**Brief:** All entries below are to be duplicated verbatim.

**Stored data:**
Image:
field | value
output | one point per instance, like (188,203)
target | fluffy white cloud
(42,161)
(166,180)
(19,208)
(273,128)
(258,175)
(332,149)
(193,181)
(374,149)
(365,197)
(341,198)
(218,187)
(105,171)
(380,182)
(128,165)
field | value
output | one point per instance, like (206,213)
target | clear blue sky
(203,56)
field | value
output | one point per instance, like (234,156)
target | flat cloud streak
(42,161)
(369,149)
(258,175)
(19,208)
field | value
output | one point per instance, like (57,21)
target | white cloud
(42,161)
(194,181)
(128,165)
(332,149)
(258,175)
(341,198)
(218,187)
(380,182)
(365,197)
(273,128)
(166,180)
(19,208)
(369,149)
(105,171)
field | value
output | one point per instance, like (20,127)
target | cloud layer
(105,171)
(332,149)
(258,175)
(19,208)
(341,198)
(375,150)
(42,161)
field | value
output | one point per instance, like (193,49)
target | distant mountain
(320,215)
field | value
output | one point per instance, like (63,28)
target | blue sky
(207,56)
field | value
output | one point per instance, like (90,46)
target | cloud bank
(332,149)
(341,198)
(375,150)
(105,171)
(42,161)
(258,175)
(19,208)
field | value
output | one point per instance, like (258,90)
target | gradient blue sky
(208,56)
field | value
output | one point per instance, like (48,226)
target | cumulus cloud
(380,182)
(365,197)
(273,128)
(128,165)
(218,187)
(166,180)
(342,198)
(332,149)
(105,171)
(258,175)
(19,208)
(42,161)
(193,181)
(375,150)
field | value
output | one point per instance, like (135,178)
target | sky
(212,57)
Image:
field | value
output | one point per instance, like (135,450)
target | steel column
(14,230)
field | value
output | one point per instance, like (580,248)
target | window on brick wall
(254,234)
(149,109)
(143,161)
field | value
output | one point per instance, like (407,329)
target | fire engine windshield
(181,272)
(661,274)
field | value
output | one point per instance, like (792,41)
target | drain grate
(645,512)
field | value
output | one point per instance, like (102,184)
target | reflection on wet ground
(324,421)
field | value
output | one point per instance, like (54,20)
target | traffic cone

**Result below:**
Image:
field | value
output | one point per instance, like (188,203)
target | fluffy white cloud
(42,161)
(166,180)
(19,208)
(273,128)
(258,175)
(332,149)
(193,181)
(374,149)
(365,197)
(341,198)
(218,187)
(105,171)
(380,182)
(128,165)
field | value
output | one point per instance, like (206,213)
target | clear blue sky
(203,56)
field | value
output | one point per instance, like (234,156)
target | flat cloud streak
(42,161)
(369,149)
(258,175)
(19,208)
field | value
output | one point per instance, like (57,21)
target | white cloud
(42,161)
(194,181)
(128,165)
(332,149)
(258,175)
(341,198)
(218,187)
(380,182)
(365,197)
(273,128)
(166,180)
(19,208)
(369,149)
(105,171)
field | value
output | one point per instance, like (20,127)
target | cloud layer
(105,171)
(332,149)
(258,175)
(19,208)
(341,198)
(375,150)
(42,161)
field | value
output | one point per instance, like (193,49)
target | distant mountain
(320,215)
field | value
output | one point per instance, like (63,28)
target | blue sky
(207,56)
field | value
output | one point per instance, like (90,46)
target | cloud bank
(332,149)
(341,198)
(375,150)
(105,171)
(42,161)
(258,175)
(19,208)
field | value
output | one point per instance, like (258,90)
target | gradient blue sky
(208,56)
field | value
output | one point per instance, like (48,226)
target | cumulus cloud
(380,182)
(365,197)
(273,128)
(128,165)
(218,187)
(166,180)
(342,198)
(332,149)
(105,171)
(258,175)
(19,208)
(42,161)
(193,181)
(375,150)
field | value
output | one point per instance, like (135,178)
target | sky
(212,57)
Image:
field | value
output | one point per instance, like (135,450)
target | steel column
(14,230)
field | value
output | one point per instance, like (580,248)
target | window on brick wall
(254,234)
(149,109)
(143,161)
field | value
output | one point per instance, like (407,329)
target | fire engine windshield
(181,272)
(661,274)
field | value
output | one point per instance, like (792,41)
target | drain grate
(645,512)
field | value
output | one point per instance, like (102,184)
target | reflection on wet ground
(324,421)
field | value
output | one point per instance, like (54,20)
target | traffic cone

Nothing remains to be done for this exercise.